= WHAT THE EXERCISE ASKS =
Every line of the data that includes "tile" should be copied out.

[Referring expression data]
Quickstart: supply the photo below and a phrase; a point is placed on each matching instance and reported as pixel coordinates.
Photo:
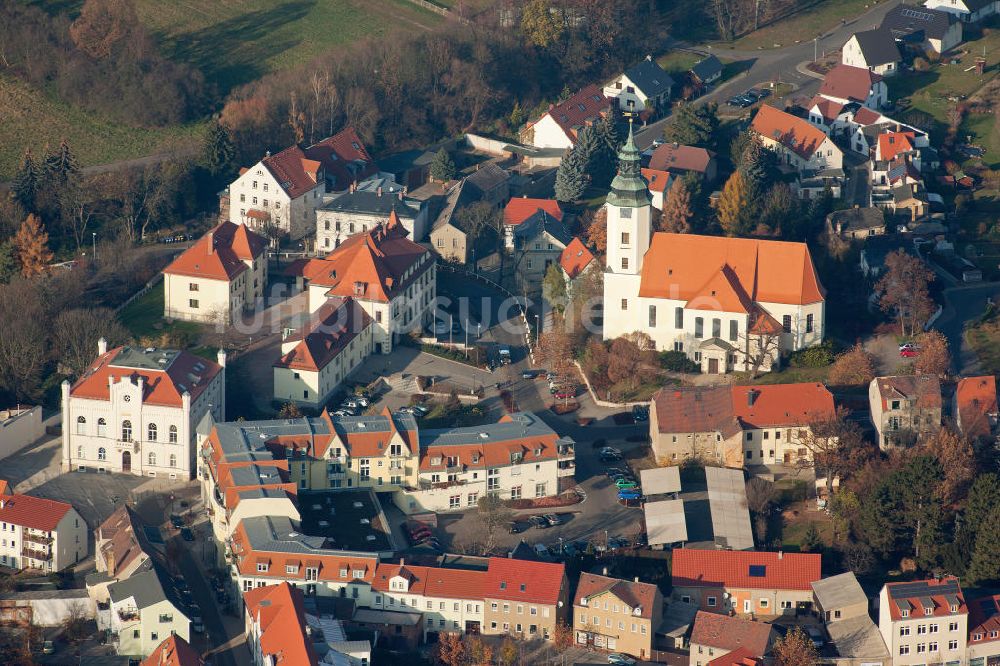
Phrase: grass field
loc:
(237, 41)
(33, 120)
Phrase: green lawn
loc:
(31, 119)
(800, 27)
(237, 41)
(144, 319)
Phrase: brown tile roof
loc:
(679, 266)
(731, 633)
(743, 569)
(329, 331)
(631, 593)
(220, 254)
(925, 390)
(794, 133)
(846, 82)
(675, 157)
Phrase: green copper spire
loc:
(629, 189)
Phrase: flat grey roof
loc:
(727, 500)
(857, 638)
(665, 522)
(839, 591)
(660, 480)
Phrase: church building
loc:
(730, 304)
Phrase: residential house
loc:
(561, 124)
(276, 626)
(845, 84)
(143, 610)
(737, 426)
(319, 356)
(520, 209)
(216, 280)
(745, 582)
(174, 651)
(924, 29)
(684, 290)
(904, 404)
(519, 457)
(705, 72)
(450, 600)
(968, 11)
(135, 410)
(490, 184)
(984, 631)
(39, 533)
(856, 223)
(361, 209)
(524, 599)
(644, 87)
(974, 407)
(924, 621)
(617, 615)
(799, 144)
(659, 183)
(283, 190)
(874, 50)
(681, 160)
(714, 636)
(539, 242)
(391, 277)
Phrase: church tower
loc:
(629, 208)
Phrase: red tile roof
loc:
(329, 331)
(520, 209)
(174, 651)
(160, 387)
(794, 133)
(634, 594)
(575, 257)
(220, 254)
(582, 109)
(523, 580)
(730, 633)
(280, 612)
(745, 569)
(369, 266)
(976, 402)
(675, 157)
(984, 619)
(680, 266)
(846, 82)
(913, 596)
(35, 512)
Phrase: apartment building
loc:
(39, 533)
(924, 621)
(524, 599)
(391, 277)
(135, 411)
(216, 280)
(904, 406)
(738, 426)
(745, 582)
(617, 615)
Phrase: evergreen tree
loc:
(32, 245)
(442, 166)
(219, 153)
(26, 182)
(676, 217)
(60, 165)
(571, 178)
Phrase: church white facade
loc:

= COMPLETED EXERCISE =
Phrase: brown tile roof
Phrase: red tile roof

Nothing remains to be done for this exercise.